(164r) The Influence of Electrostatic Distribution on Small Molecule Binding of Coiled-Coil Protein Microfibers

The ability to engineer the solvent-exposed surface of self-assembling coiled-coils allows one to achieve higher order hierarchical assembly such as nano or microfibers. Currently these materials are being developed for a range of biomedical applications, including drug delivery systems, however ways to mechanistically optimize the coiled-coil structure for drug binding has yet to be explored. Our laboratory has previously leveraged the functional properties of the naturally occurring cartilage oligomeric matrix protein coiled coil (COMPcc), not only for its favorable motif but also for the presence of a hydrophobic pore to allow for small molecule binding. Here, we present a small library of protein microfibers derived from the parent sequence of COMPcc with various electrostatic potentials, with the aim to investigate the influence of higher order assembly on candidate small molecule, curcumin, drug delivery. The impact of drug binding on coiled-coil mutants was characterized by fluorescence spectroscopy and confocal microscopy. Structural characterization was also performed via circular dichroism and attenuated response Fourier transform infrared spectroscopy. Our findings demonstrate that redistribution of the surface charge impacts not only its supramolecular assembly but also its thermal stability after drug binding. We elucidate this relationship with the support of Rosetta docking simulations, revealing the impact of surface charge on side-chain packing in the pore. For all variants, protein melting temperature saw a modest to extreme improvement upon small molecule encapsulation. By continuing to investigate these structure-property-function relationships, we can construct electrostatically optimized protein fibers capable of efficiently encapsulating and stabilizing small molecules at a higher rate than the current state-of-the-art coiled coil drug delivery system.

| DIRECTIONS |
Which four techniques does the coiled-coil microfiber abstract name for characterizing drug binding and structure? The data that follow aren't needed for this.

| INFORMATION PROVIDED |
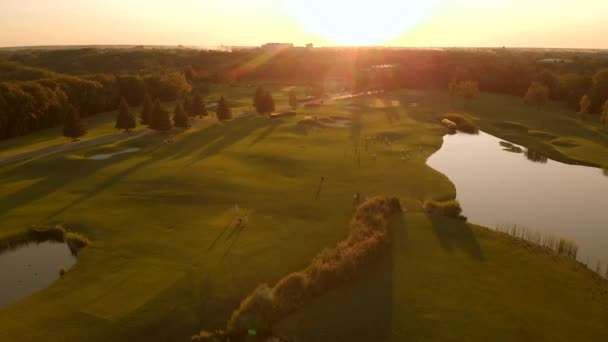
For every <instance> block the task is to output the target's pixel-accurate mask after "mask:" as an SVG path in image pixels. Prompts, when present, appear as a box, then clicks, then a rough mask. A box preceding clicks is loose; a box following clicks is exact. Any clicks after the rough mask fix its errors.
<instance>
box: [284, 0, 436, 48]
mask: <svg viewBox="0 0 608 342" xmlns="http://www.w3.org/2000/svg"><path fill="white" fill-rule="evenodd" d="M435 3H436V0H428V1H411V0H401V1H399V0H375V1H356V0H355V1H352V0H351V1H348V0H346V1H345V0H288V6H289V7H290V10H291V11H292V12H293V13H294V15H295V16H296V17H297V18H298V19H299V21H300V22H301V24H302V25H303V26H304V28H305V29H306V30H307V31H309V32H311V33H314V34H319V35H321V36H323V37H325V38H327V39H330V40H332V41H335V42H336V43H340V44H349V45H371V44H380V43H382V42H384V41H387V40H389V39H391V38H393V37H395V36H398V35H400V34H403V33H405V32H407V31H408V30H409V29H411V28H412V27H413V26H414V25H415V24H417V23H419V22H420V21H422V20H423V19H424V18H425V17H426V16H427V15H428V14H429V12H430V10H431V9H432V7H433V5H434V4H435Z"/></svg>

| RESPONSE TO THE EXERCISE |
- Fluorescence spectroscopy
- Confocal microscopy
- Circular dichroism
- Attenuated response Fourier transform infrared spectroscopy